Stated exercise - Pictures in the records should not be copied, but every other part must be repeated exactly.

Dataset items:

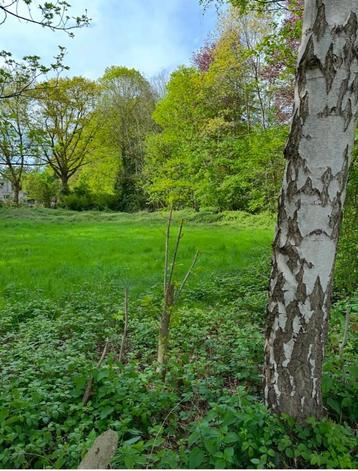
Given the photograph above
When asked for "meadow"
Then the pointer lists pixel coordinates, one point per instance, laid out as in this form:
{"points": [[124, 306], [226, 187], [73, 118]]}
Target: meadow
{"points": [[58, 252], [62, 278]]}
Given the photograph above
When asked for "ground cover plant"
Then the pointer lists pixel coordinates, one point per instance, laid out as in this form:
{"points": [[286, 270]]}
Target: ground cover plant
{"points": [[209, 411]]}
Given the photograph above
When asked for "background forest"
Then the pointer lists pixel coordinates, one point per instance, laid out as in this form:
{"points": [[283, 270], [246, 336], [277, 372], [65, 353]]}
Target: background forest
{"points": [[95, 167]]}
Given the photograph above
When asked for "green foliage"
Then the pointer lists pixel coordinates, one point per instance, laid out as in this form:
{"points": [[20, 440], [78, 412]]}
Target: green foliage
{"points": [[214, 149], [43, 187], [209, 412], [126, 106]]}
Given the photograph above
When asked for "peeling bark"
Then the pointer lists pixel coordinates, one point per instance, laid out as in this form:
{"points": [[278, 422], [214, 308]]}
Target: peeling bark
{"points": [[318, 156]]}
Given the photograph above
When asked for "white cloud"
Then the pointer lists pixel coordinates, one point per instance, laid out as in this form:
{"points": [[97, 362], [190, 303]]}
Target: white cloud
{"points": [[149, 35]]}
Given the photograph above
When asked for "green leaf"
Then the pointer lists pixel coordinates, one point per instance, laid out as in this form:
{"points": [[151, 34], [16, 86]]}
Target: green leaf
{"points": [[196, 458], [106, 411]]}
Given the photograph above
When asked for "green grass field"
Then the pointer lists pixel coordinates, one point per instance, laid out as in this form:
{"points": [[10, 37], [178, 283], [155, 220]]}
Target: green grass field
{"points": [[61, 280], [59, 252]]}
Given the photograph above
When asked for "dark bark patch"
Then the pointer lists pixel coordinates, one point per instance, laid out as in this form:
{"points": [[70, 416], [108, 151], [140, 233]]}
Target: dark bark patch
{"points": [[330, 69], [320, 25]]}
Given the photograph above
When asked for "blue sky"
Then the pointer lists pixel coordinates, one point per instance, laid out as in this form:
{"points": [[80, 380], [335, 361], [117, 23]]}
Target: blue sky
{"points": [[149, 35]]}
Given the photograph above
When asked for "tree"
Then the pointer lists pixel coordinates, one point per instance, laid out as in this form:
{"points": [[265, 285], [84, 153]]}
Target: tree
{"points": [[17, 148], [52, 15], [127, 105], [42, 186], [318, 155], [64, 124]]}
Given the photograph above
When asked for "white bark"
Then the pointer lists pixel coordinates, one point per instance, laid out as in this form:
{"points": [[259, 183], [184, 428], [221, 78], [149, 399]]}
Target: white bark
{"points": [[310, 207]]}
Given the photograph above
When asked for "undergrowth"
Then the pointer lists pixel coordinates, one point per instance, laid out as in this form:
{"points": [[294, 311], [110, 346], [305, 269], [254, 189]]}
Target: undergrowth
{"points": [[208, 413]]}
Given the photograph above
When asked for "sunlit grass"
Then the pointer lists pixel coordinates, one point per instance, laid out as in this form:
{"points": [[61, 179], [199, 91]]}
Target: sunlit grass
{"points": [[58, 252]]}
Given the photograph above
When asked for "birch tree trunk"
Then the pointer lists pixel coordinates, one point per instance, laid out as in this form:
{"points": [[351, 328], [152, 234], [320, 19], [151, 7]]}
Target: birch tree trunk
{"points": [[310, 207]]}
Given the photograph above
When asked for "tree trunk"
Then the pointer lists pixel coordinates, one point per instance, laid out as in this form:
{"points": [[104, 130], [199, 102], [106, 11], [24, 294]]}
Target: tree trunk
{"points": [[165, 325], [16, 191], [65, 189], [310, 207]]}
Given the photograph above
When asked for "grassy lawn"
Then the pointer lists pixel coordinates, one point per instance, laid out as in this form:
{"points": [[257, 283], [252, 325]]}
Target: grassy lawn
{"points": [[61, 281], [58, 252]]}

Correct output -
Given the photograph above
When asked for "meadow"
Then the pointer lists pixel coordinates, one point per instance, laid out as in this form:
{"points": [[124, 306], [226, 187], [73, 118]]}
Target: meadow
{"points": [[58, 252], [62, 278]]}
Given the photograph above
When asked for "ground cover plant"
Then the pointer lists pixel coordinates, one point per instance, laid out as in this form:
{"points": [[286, 270]]}
Target: ground cover plant
{"points": [[209, 411]]}
Given the photograph above
When asked for "background forest"
Then the pointer lists pixel coordinates, one point per instance, laid out as in this form:
{"points": [[283, 270], [246, 336], [277, 372], [65, 353]]}
Target: background forest
{"points": [[95, 167]]}
Given the photograph above
When asked for "green foliage"
Then the pointer lists pixel coordinates, one point per instance, laid out as in this form:
{"points": [[20, 440], [78, 412]]}
Target: green foliage
{"points": [[214, 149], [43, 187], [209, 412], [126, 106]]}
Given the photograph above
When asked for "peeling bark"
Then the pointer lists pixel coordinates, one point per instance, laid out as in this form:
{"points": [[278, 422], [214, 308]]}
Target: peeling bark
{"points": [[318, 156]]}
Given the photograph above
When asked for "white cloud"
Then the pointer lists pixel coordinates, one point per instance, laid out as in this form:
{"points": [[97, 362], [190, 303]]}
Target: white cloud
{"points": [[149, 35]]}
Given the photograph above
When asked for "green leaf"
Then the pointer lists pixel coordinates, one point per instance, laid out as in this form:
{"points": [[151, 34], [16, 86]]}
Target: green leaf
{"points": [[196, 458], [106, 411]]}
Given the photograph above
When asked for "green grass field"
Then the pointer lists pixel coordinates, one point per instance, laid out as in this form:
{"points": [[10, 37], [178, 283], [155, 220]]}
Target: green grass field
{"points": [[61, 280], [59, 252]]}
Given the photograph above
When asked for "dark bark patch"
Then the pointer lists pixel coordinates, one point per instance, laid out as in this form:
{"points": [[70, 416], [108, 151], [140, 233]]}
Target: dark bark patch
{"points": [[330, 69], [320, 25]]}
Given the photograph above
When asked for "blue sky"
Then the pointer lists pixel coordinates, one point per instance, laid out as in this form:
{"points": [[80, 380], [335, 361], [117, 23]]}
Target: blue sky
{"points": [[149, 35]]}
Given the photograph above
When asked for "tree"
Then the pointer lists pixel coordinates, one point per instance, laid out as in this form:
{"points": [[265, 285], [84, 153]]}
Target: tree
{"points": [[17, 148], [52, 15], [127, 105], [42, 186], [318, 155], [64, 124]]}
Given the photograph above
When asked for "white bark"
Then the pointer lists pixel coordinates, one point per instance, laid out as in this form:
{"points": [[259, 183], [184, 428], [221, 78], [149, 399]]}
Target: white bark
{"points": [[310, 207]]}
Given the photograph above
When asked for "undergrowth"
Then the pointer lists pixel coordinates, one point per instance, laid out as in this form:
{"points": [[294, 311], [110, 346], [305, 269], [254, 189]]}
Target: undergrowth
{"points": [[208, 413]]}
Given the photograph above
When asked for "sunlit grass"
Then the pointer lists pixel coordinates, one point per instance, laid out as in this form:
{"points": [[61, 179], [199, 91]]}
Target: sunlit grass
{"points": [[58, 252]]}
Given the photograph above
When asked for "birch tree trunk"
Then the pointer lists pixel coordinates, one point per instance, laid out as in this form:
{"points": [[351, 328], [152, 234], [320, 19], [151, 7]]}
Target: birch tree trunk
{"points": [[310, 207]]}
Given the photograph above
When asked for "tree trunk"
Then the pointer lists pixel coordinates, one point per instance, laid out as in this form:
{"points": [[104, 130], [199, 102], [106, 11], [24, 294]]}
Target: tree trunk
{"points": [[165, 325], [16, 191], [65, 189], [310, 207]]}
Given the photograph above
When asked for "grassy lawn"
Then the pointer lists pixel coordinates, one point per instance, laid out as in this form:
{"points": [[257, 283], [252, 325]]}
Target: grassy lawn
{"points": [[61, 281], [58, 252]]}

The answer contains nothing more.